(Photo: Where I’m from, the more things change, the more they stay the same.)
[This entry is one in a series of dispatches from my recent trips to Gotham.]
I don’t remember being here, yet nothing ever changes here. I’ve spent almost four weeks staying with friends in New York City; it’s almost as if I’ve already moved and settled in (even without a job offer and apartment lease yet). So much has changed in the four-and-a-half years that I’ve been away. Residential and commercial development is sweeping the Big Apple the likes of which I’ve never in my life seen. Housing costs have become even more astronomical than ever. Funky neighborhoods have become sadly Establishment (good-bye, Park Slope), while former slums have become exclusive enclaves (hello, DUMBO). It’s hard to realize that this is my home.
What’s curious, even with all that’s new, the fundamental remains. The dirt, and noise, and crowding are overpowering (while Chicago resembles an orderly northern European city, New York resembles a crazily ebulliently southern European city all the way). But they mask this city’s century-long status as the crucible of immigrant American beginnings. Everyone comes to New York, and everyone who comes here belongs here, simply by dint of having the courage to stay here.
But if you stay here, it’s purely on Gotham’s terms, not your own. Qualities of life and standards of living considered overwhelmingly normal in other cities are unrealized fantasies for millions of New Yorkers. A sub-$1,000 rent? Renting an apartment at all without having to pay a broker fee equal to 15 percent of your yearly rent? (Honestly, reread the last sentence). A clean and pee-free sidewalk? A line shorter than an hour at the Trader Joe’s cashier? An afternoon seat on the subway? You must be dreaming.

** TASK DETAILS **
Reproduce the passage of the New York essay starting with "What’s curious, even" and going on through "to stay here.". The data is separate material, apart from the New York essay.

Lines of data:
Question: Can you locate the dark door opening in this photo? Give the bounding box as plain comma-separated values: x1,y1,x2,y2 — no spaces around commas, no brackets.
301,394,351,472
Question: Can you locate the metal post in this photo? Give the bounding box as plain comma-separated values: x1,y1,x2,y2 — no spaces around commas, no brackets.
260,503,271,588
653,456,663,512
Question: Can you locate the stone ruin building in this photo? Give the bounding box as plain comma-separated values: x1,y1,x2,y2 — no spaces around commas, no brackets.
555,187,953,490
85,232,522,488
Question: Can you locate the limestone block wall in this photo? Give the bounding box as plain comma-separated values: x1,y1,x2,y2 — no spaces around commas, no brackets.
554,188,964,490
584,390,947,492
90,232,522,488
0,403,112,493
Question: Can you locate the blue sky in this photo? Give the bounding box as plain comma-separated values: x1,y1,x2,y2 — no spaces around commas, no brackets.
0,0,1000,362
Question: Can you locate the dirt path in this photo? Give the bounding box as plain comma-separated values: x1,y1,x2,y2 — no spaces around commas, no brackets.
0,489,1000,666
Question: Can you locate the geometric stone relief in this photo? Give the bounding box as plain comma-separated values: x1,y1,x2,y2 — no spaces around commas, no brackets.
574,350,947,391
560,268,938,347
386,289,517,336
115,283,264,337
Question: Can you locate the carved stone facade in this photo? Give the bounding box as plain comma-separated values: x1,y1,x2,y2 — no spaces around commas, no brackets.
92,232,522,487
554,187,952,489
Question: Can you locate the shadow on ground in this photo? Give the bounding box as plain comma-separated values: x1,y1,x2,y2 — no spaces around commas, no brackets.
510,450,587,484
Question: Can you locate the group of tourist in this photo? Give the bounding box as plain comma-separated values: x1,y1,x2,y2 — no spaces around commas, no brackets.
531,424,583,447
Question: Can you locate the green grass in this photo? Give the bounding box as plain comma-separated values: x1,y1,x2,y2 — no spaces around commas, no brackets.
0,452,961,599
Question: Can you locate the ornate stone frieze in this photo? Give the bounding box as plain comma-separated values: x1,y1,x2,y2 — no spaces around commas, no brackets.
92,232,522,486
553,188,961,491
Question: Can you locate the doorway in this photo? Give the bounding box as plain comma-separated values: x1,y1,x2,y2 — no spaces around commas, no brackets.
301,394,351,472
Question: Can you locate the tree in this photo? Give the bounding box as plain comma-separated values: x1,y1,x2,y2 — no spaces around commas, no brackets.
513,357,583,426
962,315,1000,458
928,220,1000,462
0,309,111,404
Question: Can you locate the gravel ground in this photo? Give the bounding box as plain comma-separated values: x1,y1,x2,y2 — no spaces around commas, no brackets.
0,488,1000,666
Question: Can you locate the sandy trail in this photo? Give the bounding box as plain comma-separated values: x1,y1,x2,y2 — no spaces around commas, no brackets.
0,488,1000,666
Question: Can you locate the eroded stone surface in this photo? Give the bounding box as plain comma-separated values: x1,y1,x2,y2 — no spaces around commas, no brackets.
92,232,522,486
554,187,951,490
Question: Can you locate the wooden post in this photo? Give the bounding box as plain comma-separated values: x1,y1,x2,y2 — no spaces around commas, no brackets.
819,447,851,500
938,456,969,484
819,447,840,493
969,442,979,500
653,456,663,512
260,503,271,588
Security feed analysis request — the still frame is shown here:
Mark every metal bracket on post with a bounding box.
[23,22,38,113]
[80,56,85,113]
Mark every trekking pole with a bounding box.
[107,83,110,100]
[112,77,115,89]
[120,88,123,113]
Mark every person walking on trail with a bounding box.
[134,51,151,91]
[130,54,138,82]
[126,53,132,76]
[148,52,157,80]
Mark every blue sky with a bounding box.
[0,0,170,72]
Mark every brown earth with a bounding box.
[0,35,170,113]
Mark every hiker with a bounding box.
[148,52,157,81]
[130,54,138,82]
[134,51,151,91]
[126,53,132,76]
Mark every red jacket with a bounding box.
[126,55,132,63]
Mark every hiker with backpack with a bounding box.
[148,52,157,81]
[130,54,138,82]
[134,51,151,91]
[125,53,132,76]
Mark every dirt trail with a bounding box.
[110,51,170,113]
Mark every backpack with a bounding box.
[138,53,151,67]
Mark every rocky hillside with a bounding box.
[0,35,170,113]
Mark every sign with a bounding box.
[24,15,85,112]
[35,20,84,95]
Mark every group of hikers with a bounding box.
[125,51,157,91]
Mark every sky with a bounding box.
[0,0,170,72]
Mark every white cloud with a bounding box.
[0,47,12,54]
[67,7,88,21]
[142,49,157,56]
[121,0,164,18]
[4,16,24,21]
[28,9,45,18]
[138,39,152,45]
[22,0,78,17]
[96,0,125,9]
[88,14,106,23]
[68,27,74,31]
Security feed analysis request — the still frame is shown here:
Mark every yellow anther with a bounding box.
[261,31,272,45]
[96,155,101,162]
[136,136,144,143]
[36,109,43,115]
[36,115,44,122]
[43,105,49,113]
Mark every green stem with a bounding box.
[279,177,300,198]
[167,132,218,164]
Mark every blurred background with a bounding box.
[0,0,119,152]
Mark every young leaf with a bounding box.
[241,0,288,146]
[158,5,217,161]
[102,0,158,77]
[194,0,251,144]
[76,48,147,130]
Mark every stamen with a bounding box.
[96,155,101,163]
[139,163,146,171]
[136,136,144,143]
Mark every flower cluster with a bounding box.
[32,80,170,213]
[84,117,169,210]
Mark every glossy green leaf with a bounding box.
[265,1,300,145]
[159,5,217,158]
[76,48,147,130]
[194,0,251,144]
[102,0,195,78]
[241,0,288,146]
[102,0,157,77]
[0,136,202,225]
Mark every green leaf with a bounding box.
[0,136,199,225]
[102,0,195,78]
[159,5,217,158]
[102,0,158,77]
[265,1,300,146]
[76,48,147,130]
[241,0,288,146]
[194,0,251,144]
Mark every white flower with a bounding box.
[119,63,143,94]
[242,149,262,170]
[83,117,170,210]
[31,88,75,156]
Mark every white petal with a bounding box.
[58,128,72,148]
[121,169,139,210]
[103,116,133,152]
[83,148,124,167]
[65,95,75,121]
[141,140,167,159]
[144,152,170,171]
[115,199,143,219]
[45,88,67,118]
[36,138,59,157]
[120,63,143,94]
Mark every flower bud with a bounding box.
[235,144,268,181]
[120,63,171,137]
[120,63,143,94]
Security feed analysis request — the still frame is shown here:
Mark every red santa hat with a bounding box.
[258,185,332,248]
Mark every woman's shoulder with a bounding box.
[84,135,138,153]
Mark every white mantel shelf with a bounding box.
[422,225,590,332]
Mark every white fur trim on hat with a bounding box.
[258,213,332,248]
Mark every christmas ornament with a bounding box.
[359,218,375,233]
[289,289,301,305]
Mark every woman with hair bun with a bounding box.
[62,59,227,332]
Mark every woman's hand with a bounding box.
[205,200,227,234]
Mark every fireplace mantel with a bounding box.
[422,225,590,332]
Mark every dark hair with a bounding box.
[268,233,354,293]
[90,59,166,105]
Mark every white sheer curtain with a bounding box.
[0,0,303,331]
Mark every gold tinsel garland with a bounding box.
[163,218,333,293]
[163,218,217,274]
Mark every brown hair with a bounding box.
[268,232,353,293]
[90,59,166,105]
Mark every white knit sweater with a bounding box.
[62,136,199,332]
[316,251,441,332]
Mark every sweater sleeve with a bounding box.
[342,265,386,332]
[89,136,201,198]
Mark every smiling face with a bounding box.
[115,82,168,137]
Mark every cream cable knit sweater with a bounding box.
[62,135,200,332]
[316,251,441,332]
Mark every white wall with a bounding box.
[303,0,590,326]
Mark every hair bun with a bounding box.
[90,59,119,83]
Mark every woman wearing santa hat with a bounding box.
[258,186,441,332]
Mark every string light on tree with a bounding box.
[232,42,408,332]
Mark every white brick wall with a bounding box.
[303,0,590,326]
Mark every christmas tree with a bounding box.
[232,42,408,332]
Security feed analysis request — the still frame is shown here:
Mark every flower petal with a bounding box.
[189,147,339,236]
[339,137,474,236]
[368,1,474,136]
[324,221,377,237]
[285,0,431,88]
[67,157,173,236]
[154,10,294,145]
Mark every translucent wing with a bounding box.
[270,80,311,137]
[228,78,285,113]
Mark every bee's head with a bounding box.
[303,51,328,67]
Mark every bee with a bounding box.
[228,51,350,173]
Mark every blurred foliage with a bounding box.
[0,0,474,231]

** COMPLETED EXERCISE **
What’s curious, even with all that’s new, the fundamental remains. The dirt, and noise, and crowding are overpowering (while Chicago resembles an orderly northern European city, New York resembles a crazily ebulliently southern European city all the way). But they mask this city’s century-long status as the crucible of immigrant American beginnings. Everyone comes to New York, and everyone who comes here belongs here, simply by dint of having the courage to stay here.